◆ Work to be completed ◆
Could you reproduce every entry below word for word?

Entries from a point annotation set

■ ■ ■ ■

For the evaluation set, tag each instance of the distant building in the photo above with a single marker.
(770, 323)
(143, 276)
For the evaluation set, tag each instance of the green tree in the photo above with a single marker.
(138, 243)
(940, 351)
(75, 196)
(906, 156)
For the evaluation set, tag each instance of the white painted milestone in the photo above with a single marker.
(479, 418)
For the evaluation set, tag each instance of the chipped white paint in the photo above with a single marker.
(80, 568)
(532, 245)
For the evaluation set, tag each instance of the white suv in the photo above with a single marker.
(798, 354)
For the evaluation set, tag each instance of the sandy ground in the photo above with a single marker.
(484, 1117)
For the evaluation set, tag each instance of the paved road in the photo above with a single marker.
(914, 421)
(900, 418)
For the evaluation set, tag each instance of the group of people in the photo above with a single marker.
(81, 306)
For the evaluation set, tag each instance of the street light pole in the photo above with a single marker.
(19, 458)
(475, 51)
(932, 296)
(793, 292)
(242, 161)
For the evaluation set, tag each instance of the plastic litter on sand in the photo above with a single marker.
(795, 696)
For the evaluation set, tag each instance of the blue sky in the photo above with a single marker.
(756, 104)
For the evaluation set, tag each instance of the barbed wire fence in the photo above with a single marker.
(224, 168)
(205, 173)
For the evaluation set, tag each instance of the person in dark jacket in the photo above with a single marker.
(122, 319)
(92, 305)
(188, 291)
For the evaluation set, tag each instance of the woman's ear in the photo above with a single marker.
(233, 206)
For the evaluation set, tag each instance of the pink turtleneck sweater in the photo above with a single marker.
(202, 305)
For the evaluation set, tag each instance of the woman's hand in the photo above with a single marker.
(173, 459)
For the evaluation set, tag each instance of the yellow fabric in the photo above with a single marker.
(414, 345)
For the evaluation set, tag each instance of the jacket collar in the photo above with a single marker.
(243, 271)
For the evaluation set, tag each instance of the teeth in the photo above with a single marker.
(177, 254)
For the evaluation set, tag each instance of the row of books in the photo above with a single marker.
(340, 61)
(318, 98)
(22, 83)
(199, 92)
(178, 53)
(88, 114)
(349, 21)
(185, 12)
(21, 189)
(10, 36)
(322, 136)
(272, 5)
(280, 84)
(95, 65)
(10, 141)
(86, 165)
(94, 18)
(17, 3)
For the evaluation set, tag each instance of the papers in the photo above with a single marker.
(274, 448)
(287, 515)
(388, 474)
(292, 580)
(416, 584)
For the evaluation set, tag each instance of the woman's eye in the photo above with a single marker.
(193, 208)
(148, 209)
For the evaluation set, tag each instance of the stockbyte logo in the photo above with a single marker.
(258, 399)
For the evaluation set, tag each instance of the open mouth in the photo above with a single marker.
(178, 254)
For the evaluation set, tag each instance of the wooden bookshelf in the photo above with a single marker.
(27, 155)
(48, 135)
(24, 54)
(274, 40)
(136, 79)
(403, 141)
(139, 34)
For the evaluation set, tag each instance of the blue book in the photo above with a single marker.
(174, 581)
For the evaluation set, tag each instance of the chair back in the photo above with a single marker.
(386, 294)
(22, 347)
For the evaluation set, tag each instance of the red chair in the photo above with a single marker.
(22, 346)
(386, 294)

■ ■ ■ ■

◆ Solution to this task ◆
For the evaluation set, tag each instance of the distant building in the photo above with a single marker.
(770, 323)
(143, 276)
For the evaluation set, tag each instance of the green tree in the photo above with a single marker.
(138, 243)
(940, 351)
(75, 196)
(906, 156)
For the evaluation set, tag each instance of the white painted milestone in the photo above with a single marker.
(479, 418)
For the evaluation set, tag each instance of the chipped white paint in the photo above with a single marker.
(80, 568)
(532, 245)
For the evaluation set, tag each instance of the white suv in the photo above with a single marker.
(798, 354)
For the evaluation set, tag each instance of the sandy ground in the photo above with a single marker.
(484, 1117)
For the evaluation set, tag each instance of the paved road in the photo above with a single marker.
(914, 421)
(900, 418)
For the evaluation set, tag each instance of the group of people in the photo above with a single marker.
(81, 306)
For the evaluation set, tag each instance of the street light pole in the photo above with a single marker.
(19, 458)
(475, 51)
(932, 296)
(793, 292)
(242, 161)
For the evaluation set, tag each instance of the plastic litter on sand in the photo above with a single marker.
(795, 696)
For the evaluation set, tag each instance of the blue sky in the photo above with a single marker.
(756, 104)
For the evaluation set, tag each instance of the barbed wire fence in the photo above with a single marker.
(224, 168)
(205, 173)
For the evaluation set, tag each instance of the person in dark jacket in the photo above with a single marker.
(122, 319)
(92, 305)
(188, 291)
For the evaluation set, tag each instance of the woman's ear in the photo above with a single marker.
(233, 206)
For the evaluation set, tag each instance of the pink turtleneck sweater in the photo above with a single marker.
(202, 305)
For the evaluation set, tag each instance of the woman's hand in the photo above with a single marker.
(173, 459)
For the evaluation set, tag each instance of the yellow fabric in the photo above with a single marker.
(414, 345)
For the evaluation set, tag each instance of the jacket collar in the photo above with a single marker.
(243, 271)
For the evaluation set, tag each instance of the teeth in the photo above with a single marker.
(177, 254)
For the evaluation set, tag each instance of the row of books in the photo above with a single marker.
(340, 61)
(318, 98)
(22, 83)
(199, 92)
(178, 53)
(88, 114)
(349, 21)
(185, 12)
(21, 189)
(10, 36)
(322, 136)
(272, 5)
(280, 84)
(95, 65)
(10, 141)
(86, 165)
(94, 18)
(17, 3)
For the evaluation set, tag each instance of the papers in the photo above with a single marker.
(274, 448)
(287, 515)
(388, 474)
(292, 580)
(416, 584)
For the evaluation set, tag each instance of the woman's eye in the photo above with a single marker.
(193, 208)
(148, 209)
For the evaluation set, tag each instance of the stockbyte logo in the photo above with a single marker.
(258, 399)
For the evaluation set, tag each instance of the open mouth in the photo above with a single marker.
(178, 254)
For the evaluation set, tag each instance of the wooden bookshelf in the photo above with a single marker.
(27, 155)
(48, 135)
(24, 54)
(274, 40)
(136, 79)
(403, 141)
(139, 34)
For the evaluation set, tag each instance of the blue book in the photo above with a single marker.
(174, 581)
For the evaluation set, tag each instance of the chair back in the photo above with a single marker.
(386, 294)
(22, 347)
For the evaluation set, tag each instance of the red chair in the photo above with a single marker.
(22, 346)
(386, 294)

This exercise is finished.